Textblock:
-=-=-

Sattgrün und saftig liegen die Bahnen des Goethe-Course im Tal von Blankenhain, wo einst sein Namensgeber lustwandelte, der Geheimrat aus Weimar und Deutschlands größter Dichter. Die Grüns sind frisch geschoren, die Fahnen wehen träge im sanften Nachmittagswind. Keine Menschenseele weit und breit. Die Greenkeeper des Spa & GolfResort Weimarer Land haben ihr Tagwerk längst beendet; andere Golfer gibt es nicht; „über allen Gipfeln ist Ruh’“, hätte Goethe vielleicht auch hierzu geschrieben.

-=-=-

Bereitgestellte Daten:

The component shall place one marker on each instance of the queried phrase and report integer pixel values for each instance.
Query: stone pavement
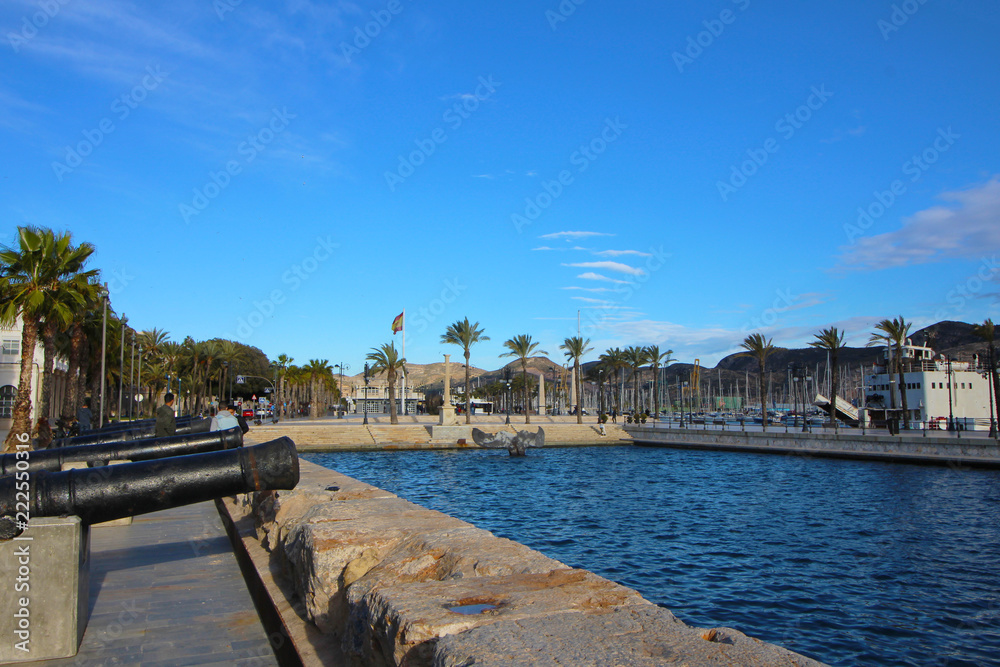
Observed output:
(167, 591)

-=-=-

Aufgaben:
1. Beantworten Sie anhand des Texts über den Goethe-Course die folgenden Fragen:
(a) In welchem Tal liegen die Bahnen des Platzes?
(b) In welchem Zustand befinden sich die Grüns?
(c) Wer hat sein Tagwerk bereits beendet?
2. Prüfen Sie, ob die folgenden Aussagen mit dem Text über den Goethe-Course übereinstimmen:
(a) Die Fahnen wehen kräftig im Wind.
(b) Auf dem Platz sind andere Golfer unterwegs.
(c) Der Namensgeber des Platzes wird als Geheimrat aus Weimar bezeichnet.
3. Setzen Sie den Text über den Goethe-Course im Anschluss an seinen letzten Satz fort.
Die Auflistung hat keinen Bezug zum Text über den Goethe-Course.

Lösungen:
1.
(a) Im Tal von Blankenhain.
(b) Sie sind frisch geschoren.
(c) Die Greenkeeper des Spa & GolfResort Weimarer Land.

2.
(a) Nein: „die Fahnen wehen träge im sanften Nachmittagswind“
(b) Nein: „andere Golfer gibt es nicht“
(c) Ja: „der Geheimrat aus Weimar und Deutschlands größter Dichter“

3.
Was für eine Idylle inmitten der ohnehin lieblichen Thüringer Landschaft, was für ein surreales Szenario: die Wiese ganz für sich allein zu haben; in aller Seelenruhe Bälle zu schlagen und so entspannt vor sich hin zu trotten, dass einem sogar der lange Schatten wegzulaufen scheint, den die allmählich tief stehende Sonne erzeugt. Slow Play, das niemanden nervt, während es sonst heißt: Deine Position auf dem Platz sollte hinter der Gruppe vor dir sein, nicht vor der Gruppe hinter dir.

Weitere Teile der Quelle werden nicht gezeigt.